### EXTRACTED TEXT

>>>

In response to a question about Becerra’s absence from Covid and White House briefings, an HHS official said: “At HHS, we follow the science and the guidance of our public health experts. This approach is critical, for the sake of saving as many lives as possible. The secretary told the president early on — wherever you need me on the field, I’m there.” 

An agency official said HHS plays “a critical role in helping fight the pandemic — from deploying surge response teams in hot spots across the country to authorizing and distributing vaccines in the U.S. and around the world to educating the public about the vaccines’ safety and efficacy.”

“Not a day goes by where there isn’t an around-the-clock effort,” the official said. 

A current senior administration official described Becerra’s role as largely “behind the scenes” and noted that he joined the administration later than some others, two months after Biden was inaugurated. When he did arrive, the official said, the White House had already scaled up its internal Covid team and Becerra was juggling the sudden influx of unaccompanied migrant children at the border, whose care is overseen by HHS.

In May, it was discovered that immigrant children were held on buses overnight outside an HHS facility before they were sent to their family members. NBC News has reported that the White House was “livid” about the situation. 

The current senior official said Becerra has been increasingly engaged in the past three or four months. As far as Covid is concerned, the official said, the White House has intentionally chosen to have medical professionals be the faces of the response. The officials said Becerra’s lack of public profile is not an indication that there are problems. “He’s getting their ducks in a row before things make their way over here,” the official said. 

‘Lost opportunity’

A senior health official in the Obama administration who did not want to be named said, “The fact that he is not visible is very striking,” saying the public health community has faced unprecedented challenges this year and that the agency, which has 80,000 employees, could benefit from a larger public profile. 

Another top Obama health policy official said Becerra’s low profile was “quite strange” and a “lost opportunity to communicate with the Hispanic community.” The official recalled that previous HHS secretaries Kathleen Sebelius and Sylvia Burwell maintained much higher profiles during the H1N1 flu and Ebola outbreaks, respectively, saying, “They were out there all the time.”

<<<

Stored items
>>>

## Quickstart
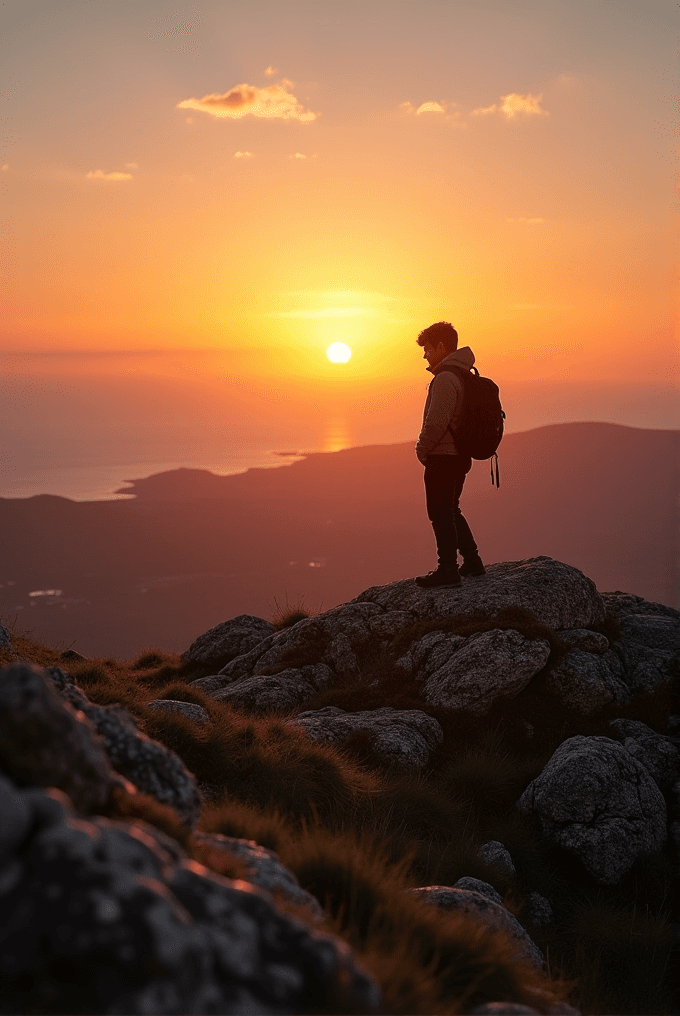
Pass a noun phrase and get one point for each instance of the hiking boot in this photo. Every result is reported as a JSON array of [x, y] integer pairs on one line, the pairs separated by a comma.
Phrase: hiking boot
[[472, 567], [438, 578]]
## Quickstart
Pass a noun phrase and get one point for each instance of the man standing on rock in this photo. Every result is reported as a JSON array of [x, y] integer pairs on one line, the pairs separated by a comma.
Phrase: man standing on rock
[[445, 468]]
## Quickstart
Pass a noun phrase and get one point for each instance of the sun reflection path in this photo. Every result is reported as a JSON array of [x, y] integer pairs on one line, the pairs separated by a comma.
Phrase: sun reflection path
[[338, 353]]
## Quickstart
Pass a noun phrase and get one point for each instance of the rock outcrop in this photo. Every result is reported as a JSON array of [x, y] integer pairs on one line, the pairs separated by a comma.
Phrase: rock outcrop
[[559, 595], [485, 908], [228, 640], [657, 753], [142, 929], [595, 800], [285, 671], [150, 766], [400, 738]]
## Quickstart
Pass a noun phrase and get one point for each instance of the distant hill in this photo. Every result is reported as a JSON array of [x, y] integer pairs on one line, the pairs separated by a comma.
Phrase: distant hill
[[193, 549]]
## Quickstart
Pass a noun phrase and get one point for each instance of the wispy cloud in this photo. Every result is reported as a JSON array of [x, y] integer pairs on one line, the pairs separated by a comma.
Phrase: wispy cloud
[[513, 105], [273, 102], [101, 175], [325, 312], [432, 106]]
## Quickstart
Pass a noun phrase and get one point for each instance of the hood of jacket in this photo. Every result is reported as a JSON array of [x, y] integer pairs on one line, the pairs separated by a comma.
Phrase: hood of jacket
[[459, 358]]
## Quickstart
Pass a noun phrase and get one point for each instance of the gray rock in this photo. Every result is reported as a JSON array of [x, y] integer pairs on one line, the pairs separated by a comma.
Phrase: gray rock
[[429, 653], [586, 682], [384, 626], [557, 594], [515, 1009], [404, 738], [266, 871], [227, 640], [492, 914], [145, 930], [152, 768], [496, 855], [483, 888], [657, 753], [539, 909], [503, 1009], [314, 640], [189, 709], [650, 640], [487, 667], [291, 689], [71, 654], [46, 742], [588, 641], [595, 800]]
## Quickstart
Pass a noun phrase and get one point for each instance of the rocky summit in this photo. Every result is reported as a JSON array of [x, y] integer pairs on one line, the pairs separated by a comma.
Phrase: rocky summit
[[114, 911]]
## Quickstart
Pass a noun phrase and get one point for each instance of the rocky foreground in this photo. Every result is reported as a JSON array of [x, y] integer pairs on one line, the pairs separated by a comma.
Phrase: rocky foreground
[[159, 933]]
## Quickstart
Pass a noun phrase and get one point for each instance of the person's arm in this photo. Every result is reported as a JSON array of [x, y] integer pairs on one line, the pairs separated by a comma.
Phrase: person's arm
[[446, 391]]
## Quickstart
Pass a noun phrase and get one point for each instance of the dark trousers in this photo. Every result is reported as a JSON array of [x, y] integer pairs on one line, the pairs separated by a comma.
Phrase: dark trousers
[[444, 477]]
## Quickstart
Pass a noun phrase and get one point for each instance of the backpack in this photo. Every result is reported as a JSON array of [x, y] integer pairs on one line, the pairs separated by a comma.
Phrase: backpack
[[481, 429]]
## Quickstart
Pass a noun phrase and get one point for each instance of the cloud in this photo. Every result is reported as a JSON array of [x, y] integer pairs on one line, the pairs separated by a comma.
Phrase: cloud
[[101, 175], [180, 22], [326, 312], [448, 110], [274, 102], [513, 105]]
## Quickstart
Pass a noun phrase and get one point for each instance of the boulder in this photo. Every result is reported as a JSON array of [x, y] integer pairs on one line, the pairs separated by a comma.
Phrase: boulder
[[586, 683], [46, 742], [559, 595], [657, 753], [598, 802], [650, 640], [483, 888], [265, 871], [539, 909], [496, 855], [403, 738], [486, 667], [189, 709], [291, 689], [492, 914], [5, 638], [136, 927], [152, 768], [227, 640]]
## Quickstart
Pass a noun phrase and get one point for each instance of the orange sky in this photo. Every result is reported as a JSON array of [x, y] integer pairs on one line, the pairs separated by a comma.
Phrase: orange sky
[[262, 180]]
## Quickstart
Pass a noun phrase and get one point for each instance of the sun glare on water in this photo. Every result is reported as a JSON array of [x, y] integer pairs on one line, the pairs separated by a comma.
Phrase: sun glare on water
[[338, 353]]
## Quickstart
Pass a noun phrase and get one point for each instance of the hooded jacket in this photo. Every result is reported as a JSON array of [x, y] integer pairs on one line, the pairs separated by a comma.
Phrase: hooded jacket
[[443, 406]]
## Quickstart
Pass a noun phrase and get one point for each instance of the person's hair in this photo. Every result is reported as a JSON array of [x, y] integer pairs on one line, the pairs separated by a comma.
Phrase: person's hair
[[442, 331]]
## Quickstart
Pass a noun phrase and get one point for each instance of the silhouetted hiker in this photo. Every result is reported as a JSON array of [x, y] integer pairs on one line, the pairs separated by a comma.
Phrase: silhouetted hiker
[[445, 467]]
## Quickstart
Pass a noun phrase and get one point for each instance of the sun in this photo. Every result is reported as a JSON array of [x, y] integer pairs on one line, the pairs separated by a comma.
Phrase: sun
[[338, 353]]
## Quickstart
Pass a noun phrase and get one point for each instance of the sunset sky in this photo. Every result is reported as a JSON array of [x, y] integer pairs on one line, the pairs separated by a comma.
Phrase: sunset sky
[[244, 183]]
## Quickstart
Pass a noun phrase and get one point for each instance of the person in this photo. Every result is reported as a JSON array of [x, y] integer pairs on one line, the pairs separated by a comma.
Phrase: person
[[445, 467]]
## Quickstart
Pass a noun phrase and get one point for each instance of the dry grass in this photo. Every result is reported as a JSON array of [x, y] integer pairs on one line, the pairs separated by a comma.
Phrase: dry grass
[[358, 837]]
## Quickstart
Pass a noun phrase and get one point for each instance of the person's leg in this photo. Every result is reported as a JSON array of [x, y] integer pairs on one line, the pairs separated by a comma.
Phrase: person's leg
[[444, 477]]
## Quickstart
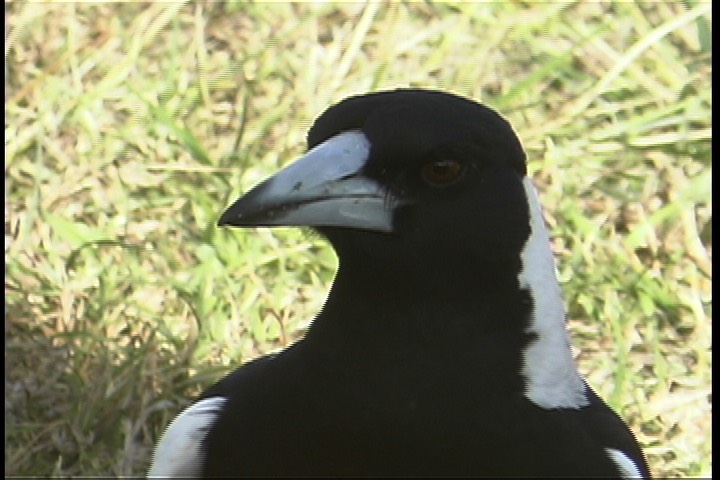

<<<

### REQUIRED WORK
A – Shorten the paragraph of the Becerra article that begins "A current senior administration official described," keeping its main facts.
B – Put this sentence from the Becerra article into Spanish: "In May, it was discovered that immigrant children were held on buses overnight outside an HHS facility before they were sent to their family members."
The stored items are not connected to the Becerra article.

### RESPONSES BY TASK
A – A current senior administration official called Becerra's role mostly "behind the scenes." He joined two months after Biden's inauguration, later than some others. By then the White House had already expanded its internal Covid team, and Becerra was handling a sudden influx of unaccompanied migrant children at the border, whose care HHS oversees.

B – En mayo se descubrió que niños inmigrantes fueron retenidos durante la noche en autobuses frente a una instalación del HHS antes de ser enviados con sus familiares.